> _Requirement_:
The expected response is the entire set of entries, copied exactly.

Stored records
*** Block opens ***

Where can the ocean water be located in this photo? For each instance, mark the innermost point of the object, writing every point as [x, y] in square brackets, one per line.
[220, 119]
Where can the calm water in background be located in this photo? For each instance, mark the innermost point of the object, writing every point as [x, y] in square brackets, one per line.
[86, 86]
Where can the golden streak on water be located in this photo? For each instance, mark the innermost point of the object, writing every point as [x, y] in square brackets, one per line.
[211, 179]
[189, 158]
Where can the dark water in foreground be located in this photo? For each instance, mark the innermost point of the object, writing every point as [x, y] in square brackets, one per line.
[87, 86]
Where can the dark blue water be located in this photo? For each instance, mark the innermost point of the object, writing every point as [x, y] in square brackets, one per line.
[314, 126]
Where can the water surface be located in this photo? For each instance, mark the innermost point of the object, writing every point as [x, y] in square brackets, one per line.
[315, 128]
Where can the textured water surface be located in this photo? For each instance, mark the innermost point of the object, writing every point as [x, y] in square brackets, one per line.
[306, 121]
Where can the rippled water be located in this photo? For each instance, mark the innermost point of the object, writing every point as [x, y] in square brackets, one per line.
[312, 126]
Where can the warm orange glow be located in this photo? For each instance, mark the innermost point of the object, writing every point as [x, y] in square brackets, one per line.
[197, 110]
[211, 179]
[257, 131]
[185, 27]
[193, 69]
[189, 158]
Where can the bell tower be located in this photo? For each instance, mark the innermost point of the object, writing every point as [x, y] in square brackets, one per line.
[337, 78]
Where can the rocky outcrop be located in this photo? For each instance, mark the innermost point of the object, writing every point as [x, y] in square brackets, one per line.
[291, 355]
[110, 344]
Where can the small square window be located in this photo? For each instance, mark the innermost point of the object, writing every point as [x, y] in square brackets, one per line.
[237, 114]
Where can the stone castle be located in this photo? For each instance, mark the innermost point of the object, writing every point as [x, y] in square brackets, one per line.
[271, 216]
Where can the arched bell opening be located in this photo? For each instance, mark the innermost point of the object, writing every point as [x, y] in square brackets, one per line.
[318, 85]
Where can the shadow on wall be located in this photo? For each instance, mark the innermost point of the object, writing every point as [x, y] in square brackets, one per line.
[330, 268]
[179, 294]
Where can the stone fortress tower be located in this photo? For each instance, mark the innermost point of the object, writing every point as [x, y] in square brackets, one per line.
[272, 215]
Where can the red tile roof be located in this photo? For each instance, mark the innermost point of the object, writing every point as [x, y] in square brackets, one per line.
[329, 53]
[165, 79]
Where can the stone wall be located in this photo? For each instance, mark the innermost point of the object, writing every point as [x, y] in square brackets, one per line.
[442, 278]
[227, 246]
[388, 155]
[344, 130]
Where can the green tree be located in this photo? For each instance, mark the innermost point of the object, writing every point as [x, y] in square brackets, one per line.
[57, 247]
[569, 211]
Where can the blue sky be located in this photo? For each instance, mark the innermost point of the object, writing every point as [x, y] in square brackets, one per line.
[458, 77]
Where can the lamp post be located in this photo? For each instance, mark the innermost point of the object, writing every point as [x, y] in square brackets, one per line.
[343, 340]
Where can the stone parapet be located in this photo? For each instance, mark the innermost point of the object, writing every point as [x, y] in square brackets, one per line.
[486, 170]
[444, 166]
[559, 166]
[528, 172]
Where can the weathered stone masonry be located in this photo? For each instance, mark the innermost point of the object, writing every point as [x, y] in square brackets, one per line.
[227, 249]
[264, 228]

*** Block closes ***

> _Result_:
Where can the ocean water be located in this photo? For each instance, mark the innermost point of the object, writing every point as [x, y] in square brackets, one per line.
[220, 119]
Where can the calm water in background be located in this photo? For each instance, mark the innermost point of the object, writing every point as [x, y] in square brackets, one per line.
[86, 86]
Where can the golden streak on water be located in this photo? For each instance, mark the innermost point of the object, writing every point as [x, y] in square brackets, one per line.
[211, 179]
[189, 158]
Where can the dark water in foreground be located in this photo? For each instance, mark the innermost point of the object, writing every point as [x, y] in square brackets, one per line.
[87, 86]
Where can the dark blue water be located in this photo? For each instance, mark the innermost point of the object, writing every point as [x, y] in square brackets, one per line.
[314, 126]
Where can the water surface be located in this photo? For each instance, mark the innermost point of the object, writing every point as [x, y] in square brackets, one per line.
[315, 128]
Where can the textured water surface be located in this photo? For each instance, mark the innermost point of the object, writing every point as [x, y] in square brackets, one per line.
[306, 121]
Where can the rippled water be located in this photo? For each instance, mark the innermost point of the object, writing every point as [x, y] in square brackets, one per line.
[312, 126]
Where can the warm orange glow be located in this photo? For each instance, mark the innermost point of the object, writing every point as [x, y] in square brackets, one per line.
[197, 110]
[211, 179]
[257, 131]
[185, 27]
[193, 69]
[189, 158]
Where can the bell tower be located in this photo? For each instance, mark the innermost point of the object, writing every point as [x, y] in square brackets, one per line.
[337, 78]
Where can the rocky outcrop be located in this photo? For each instance, mark the innermost point of the object, writing every point as [x, y] in square brackets, one per line.
[291, 355]
[110, 344]
Where can the small square window be located in this photo? For each instance, mark the innermost point of the object, writing every point as [x, y] in square brackets, one per line.
[237, 114]
Where can the stone castle be located in this photo? For each instance, mark the innermost point of the object, writing every point as [x, y] in square brackets, one per line.
[271, 216]
Where can the arched bell opening be located in this photo? For each instance, mark the innermost point of the object, writing every point as [x, y] in square brackets, one per line.
[318, 85]
Where can the shadow on wall be located in this photo? For each instance, mark the innermost point of the object, writing every point as [x, y] in square brackets, one per line.
[330, 268]
[179, 294]
Where can the stone fortress tower be located in this photo? For each instance, mark the innermost point of the object, writing every point as [x, y] in square brackets, one per line.
[272, 215]
Where can the red tile roof be located in this photo? For each instance, mark the innermost point of the object, writing every point as [x, y] in square brackets, one per line.
[329, 53]
[165, 79]
Where can the stone wall be located in this photo? For each instance, mark the innermost point of the object, writing every point as [x, y] in square brackets, one per line.
[442, 278]
[227, 246]
[388, 155]
[344, 130]
Where can the green tree be located in this photo? For each instance, mark the innermost point of the object, writing every point as [x, y] in square brackets, one per line.
[57, 247]
[569, 211]
Where can the blue sky be located in this photo? For each instance, mark the innermost point of the object, writing every point as [x, y] in square brackets, one per line.
[458, 77]
Where can the lamp post be located in this photo? For each instance, mark the innermost point of the object, writing every point as [x, y] in square brackets, one per line.
[343, 340]
Where can the stone parapet be located in this photo? For each instance, mark the innermost point of the object, writing every point as [x, y] in square brackets, one per line.
[486, 170]
[444, 166]
[559, 166]
[528, 172]
Where can the weathered stone masonry be located in this photo? For each instance, mark the innermost point of the object, writing every point as [x, y] in square brackets, one per line.
[227, 249]
[264, 228]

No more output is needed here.